Revise the rows from the line with "Pick out the woman's" through the line with "<point>274,148</point>", replacing "finger" with "thumb" and keeping everything else unchanged.

Begin GIVEN RECORDS

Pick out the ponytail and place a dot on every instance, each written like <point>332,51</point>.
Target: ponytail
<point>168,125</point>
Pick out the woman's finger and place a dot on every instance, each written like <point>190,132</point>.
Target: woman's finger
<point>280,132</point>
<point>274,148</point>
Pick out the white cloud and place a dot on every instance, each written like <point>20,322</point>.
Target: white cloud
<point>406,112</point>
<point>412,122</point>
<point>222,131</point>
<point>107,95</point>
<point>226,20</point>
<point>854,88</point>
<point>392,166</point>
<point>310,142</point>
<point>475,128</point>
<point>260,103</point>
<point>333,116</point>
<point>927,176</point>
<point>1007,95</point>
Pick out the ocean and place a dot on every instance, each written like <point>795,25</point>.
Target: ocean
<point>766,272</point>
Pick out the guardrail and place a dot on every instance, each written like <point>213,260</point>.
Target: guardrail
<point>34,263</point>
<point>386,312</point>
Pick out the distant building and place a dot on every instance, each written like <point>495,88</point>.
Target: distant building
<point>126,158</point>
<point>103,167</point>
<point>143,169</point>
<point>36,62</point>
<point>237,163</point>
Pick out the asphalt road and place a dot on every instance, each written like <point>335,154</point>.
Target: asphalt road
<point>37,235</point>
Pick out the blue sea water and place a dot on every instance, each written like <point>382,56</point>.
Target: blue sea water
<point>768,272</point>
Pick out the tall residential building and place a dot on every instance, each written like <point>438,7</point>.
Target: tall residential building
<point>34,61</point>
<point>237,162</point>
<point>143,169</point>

End GIVEN RECORDS
Begin GIVEN RECORDS

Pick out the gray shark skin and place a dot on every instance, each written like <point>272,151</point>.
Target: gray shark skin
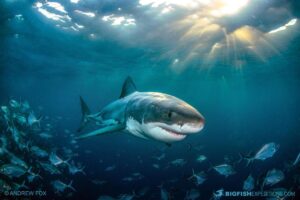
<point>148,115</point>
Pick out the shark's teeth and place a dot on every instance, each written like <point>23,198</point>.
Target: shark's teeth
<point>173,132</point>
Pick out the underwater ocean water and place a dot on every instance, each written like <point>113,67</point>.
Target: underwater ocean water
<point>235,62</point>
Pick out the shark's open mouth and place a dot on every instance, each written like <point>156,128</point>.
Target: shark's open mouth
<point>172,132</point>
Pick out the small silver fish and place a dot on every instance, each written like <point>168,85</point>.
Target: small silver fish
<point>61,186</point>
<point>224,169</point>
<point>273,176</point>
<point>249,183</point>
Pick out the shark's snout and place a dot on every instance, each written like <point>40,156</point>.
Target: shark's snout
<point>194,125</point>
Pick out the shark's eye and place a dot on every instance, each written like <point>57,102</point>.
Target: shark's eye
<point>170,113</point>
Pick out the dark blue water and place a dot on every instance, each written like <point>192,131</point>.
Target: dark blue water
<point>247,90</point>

End GIVEN RECORDS

RESULT OF THE EXERCISE>
Pick out the woman's thumb and place a dot on every instance, each written like <point>190,132</point>.
Target: woman's thumb
<point>280,132</point>
<point>274,148</point>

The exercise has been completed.